* [STATED PROBLEM]: Count the lines in the data below that contain the string "face", and reply with that number only.

* [INFORMATION SHOWN]:
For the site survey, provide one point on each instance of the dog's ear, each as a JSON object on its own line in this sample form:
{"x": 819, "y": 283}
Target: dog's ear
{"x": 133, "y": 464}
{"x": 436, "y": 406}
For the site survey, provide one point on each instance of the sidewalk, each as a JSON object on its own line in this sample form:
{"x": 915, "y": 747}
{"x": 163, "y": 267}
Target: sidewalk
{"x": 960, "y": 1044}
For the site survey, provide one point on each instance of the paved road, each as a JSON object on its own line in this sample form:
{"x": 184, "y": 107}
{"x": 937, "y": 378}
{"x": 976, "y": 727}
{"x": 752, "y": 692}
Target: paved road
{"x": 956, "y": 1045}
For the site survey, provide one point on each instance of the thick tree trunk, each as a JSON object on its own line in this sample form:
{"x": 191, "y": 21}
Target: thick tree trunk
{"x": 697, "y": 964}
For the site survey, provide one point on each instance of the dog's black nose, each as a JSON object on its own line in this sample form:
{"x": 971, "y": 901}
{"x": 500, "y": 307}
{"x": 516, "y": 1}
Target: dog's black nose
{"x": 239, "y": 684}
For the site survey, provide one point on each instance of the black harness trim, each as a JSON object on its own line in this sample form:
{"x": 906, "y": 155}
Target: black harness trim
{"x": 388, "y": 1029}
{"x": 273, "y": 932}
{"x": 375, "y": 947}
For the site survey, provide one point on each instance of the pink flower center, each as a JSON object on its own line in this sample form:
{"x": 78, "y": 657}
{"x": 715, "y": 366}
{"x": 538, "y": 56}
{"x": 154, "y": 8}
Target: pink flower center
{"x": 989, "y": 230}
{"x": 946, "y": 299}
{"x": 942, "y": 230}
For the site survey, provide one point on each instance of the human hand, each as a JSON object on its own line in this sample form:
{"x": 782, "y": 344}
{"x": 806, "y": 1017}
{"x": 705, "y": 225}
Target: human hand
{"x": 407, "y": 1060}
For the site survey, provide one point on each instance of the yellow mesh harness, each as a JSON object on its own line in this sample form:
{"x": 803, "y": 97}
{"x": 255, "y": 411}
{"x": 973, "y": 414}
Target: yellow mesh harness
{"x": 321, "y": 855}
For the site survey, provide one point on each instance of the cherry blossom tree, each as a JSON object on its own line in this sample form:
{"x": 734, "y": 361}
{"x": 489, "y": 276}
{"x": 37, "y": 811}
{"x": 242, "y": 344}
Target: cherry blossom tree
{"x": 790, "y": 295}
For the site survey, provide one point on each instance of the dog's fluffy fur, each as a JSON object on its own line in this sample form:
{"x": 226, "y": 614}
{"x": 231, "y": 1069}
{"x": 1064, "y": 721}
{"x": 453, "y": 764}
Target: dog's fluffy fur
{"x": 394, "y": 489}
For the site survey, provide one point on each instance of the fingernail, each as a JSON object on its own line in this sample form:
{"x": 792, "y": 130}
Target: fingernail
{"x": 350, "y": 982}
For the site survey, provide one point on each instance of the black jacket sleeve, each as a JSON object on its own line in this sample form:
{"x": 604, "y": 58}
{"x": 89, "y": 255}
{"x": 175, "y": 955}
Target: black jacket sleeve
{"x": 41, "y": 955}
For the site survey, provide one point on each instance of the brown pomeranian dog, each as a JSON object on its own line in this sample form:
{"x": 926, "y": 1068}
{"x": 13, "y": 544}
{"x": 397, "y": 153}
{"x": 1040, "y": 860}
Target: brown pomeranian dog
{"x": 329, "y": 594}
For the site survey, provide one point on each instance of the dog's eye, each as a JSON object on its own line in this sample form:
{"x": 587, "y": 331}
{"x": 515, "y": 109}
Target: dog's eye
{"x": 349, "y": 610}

* * *

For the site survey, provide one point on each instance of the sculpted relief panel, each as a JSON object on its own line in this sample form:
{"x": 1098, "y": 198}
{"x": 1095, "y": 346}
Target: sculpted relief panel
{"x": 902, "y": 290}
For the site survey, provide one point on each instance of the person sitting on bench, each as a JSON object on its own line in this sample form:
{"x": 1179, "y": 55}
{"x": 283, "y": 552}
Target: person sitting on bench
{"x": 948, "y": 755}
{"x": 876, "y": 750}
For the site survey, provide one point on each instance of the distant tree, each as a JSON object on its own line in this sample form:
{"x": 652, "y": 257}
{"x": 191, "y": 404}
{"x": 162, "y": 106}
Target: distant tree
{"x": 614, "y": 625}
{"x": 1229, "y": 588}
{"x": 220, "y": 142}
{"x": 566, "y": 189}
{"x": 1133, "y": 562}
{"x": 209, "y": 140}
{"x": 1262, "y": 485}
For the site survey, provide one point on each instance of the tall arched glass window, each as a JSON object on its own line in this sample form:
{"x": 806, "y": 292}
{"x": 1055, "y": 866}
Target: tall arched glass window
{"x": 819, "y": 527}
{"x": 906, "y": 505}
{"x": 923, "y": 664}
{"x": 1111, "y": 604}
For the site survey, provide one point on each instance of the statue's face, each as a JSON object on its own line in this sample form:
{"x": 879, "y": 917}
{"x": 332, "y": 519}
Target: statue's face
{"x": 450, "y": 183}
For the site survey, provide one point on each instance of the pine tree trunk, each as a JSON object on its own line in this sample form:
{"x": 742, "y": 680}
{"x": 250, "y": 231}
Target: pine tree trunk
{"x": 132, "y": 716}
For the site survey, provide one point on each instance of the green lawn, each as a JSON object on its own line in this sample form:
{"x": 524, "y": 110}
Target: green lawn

* * *

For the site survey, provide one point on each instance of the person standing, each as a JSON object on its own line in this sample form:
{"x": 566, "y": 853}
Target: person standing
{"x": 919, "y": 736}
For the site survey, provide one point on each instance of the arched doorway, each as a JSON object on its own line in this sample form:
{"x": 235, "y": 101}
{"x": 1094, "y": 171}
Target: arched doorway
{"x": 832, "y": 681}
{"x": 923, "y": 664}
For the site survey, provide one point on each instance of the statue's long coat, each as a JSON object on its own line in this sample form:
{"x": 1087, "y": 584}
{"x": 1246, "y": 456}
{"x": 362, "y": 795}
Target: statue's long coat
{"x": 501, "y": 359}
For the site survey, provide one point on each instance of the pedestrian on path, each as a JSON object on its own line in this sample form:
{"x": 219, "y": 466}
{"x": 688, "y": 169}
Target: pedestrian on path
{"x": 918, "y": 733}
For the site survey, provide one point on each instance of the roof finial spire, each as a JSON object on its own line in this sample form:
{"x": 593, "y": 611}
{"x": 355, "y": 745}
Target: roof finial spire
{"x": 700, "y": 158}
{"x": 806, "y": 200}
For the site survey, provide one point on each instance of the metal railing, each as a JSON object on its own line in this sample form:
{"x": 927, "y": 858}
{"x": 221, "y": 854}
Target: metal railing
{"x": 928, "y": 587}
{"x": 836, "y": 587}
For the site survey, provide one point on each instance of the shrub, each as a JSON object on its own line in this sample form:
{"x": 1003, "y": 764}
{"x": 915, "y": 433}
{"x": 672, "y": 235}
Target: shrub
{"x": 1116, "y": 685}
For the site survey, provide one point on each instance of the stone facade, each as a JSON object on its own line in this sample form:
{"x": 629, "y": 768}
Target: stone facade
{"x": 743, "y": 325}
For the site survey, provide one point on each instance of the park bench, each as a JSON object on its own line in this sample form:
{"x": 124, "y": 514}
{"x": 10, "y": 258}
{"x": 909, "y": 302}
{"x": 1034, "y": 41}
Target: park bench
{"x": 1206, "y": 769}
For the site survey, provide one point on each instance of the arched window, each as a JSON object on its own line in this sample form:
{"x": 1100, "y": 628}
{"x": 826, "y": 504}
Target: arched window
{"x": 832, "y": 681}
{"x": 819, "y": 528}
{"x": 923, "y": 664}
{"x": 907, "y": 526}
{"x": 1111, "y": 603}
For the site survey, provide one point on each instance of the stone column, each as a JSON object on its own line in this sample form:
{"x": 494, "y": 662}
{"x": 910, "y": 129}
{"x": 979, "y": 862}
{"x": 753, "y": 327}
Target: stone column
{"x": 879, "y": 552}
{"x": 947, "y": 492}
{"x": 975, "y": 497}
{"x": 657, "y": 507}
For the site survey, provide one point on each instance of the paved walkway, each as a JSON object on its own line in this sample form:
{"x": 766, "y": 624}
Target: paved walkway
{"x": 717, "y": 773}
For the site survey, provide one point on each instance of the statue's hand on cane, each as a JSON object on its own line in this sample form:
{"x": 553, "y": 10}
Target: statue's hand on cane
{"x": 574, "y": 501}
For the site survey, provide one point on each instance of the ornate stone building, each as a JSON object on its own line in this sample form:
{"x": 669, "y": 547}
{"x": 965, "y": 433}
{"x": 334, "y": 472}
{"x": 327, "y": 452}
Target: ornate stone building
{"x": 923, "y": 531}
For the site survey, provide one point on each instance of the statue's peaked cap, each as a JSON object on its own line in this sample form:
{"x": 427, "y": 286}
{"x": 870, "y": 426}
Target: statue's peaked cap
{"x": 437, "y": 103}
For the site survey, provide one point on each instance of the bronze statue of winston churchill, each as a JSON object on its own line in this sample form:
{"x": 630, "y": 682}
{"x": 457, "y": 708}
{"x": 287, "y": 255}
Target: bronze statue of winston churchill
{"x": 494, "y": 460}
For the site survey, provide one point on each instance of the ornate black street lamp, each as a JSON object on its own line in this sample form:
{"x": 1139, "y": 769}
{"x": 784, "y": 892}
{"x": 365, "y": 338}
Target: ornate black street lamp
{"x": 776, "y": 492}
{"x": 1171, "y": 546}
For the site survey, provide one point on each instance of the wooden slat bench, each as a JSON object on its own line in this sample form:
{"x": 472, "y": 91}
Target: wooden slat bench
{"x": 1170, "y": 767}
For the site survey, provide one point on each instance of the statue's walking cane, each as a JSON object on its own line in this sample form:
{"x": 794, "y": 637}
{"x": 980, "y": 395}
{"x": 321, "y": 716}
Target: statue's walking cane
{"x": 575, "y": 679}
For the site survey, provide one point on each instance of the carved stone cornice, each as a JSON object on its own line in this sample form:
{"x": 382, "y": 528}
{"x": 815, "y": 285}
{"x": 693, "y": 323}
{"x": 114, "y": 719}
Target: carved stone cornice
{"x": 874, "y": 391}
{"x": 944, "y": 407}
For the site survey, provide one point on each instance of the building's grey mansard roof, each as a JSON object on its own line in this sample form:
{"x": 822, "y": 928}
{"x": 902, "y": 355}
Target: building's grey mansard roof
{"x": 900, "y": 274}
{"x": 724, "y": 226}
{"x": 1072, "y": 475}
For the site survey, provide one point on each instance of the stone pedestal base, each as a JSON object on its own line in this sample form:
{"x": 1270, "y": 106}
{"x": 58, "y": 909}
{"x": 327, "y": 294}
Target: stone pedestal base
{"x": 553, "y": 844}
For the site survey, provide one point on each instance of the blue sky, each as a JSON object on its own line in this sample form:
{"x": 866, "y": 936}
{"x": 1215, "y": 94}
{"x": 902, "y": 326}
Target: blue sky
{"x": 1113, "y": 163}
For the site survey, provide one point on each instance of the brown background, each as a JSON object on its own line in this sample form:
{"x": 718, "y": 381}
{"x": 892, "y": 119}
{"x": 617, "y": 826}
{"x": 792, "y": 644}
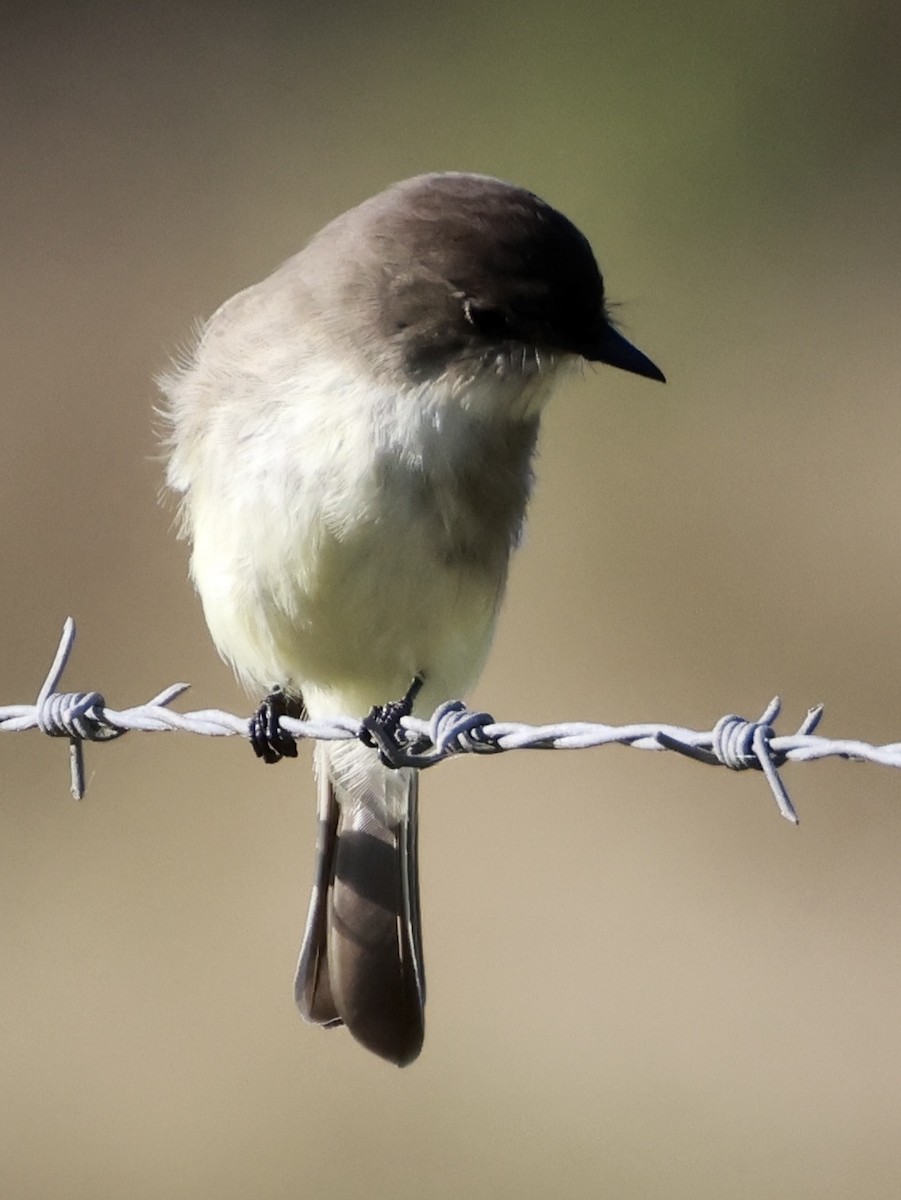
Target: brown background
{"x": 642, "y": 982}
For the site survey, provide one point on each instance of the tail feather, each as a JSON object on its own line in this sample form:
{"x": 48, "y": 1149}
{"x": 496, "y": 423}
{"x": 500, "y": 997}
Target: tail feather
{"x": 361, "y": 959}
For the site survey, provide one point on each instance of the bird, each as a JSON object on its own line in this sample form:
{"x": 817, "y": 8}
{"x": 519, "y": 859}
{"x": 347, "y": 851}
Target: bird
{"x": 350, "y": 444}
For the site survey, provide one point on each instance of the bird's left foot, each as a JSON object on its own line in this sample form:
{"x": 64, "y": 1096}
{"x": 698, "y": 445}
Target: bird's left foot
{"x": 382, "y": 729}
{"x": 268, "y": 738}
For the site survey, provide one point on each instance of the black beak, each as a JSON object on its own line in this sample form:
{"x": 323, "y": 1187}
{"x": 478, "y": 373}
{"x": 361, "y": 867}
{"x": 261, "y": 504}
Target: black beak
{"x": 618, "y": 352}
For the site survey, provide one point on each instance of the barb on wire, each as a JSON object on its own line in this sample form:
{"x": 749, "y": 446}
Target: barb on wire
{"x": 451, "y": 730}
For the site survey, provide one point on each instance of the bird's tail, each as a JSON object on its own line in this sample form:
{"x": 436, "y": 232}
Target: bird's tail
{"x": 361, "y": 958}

* [SOLUTION FOR THIS EXERCISE]: 2